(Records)
---+---

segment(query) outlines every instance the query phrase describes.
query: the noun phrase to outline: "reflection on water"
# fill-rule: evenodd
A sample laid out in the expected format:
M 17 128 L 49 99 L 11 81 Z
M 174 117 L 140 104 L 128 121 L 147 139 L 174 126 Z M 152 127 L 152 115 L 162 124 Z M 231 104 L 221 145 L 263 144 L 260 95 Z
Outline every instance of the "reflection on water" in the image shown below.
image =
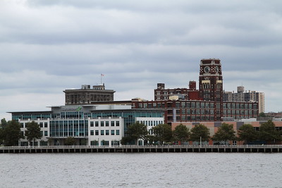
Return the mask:
M 1 187 L 281 187 L 282 153 L 0 154 Z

---+---

:: Given problem ::
Could you scale the material above by rewriting all of its lines, requests included, with every coordinate in the answers multiplied by 0.7 and rounded to the nearest whole number (halves round up), leaving the pictures out?

:: Task solution ::
segment(query) outlines every instance the query phrase describes.
query: the noun phrase to outline: "reflection on water"
# fill-rule: evenodd
A sample laid out in the expected format:
M 17 128 L 49 99 L 11 81 Z
M 174 117 L 140 104 L 128 121 L 147 139 L 174 126 Z M 152 127 L 152 115 L 162 124 Z M 231 104 L 221 145 L 263 144 L 260 95 Z
Outline every instance of the "reflection on water" in the image shown below.
image =
Return the mask:
M 1 131 L 197 131 L 197 107 L 0 108 Z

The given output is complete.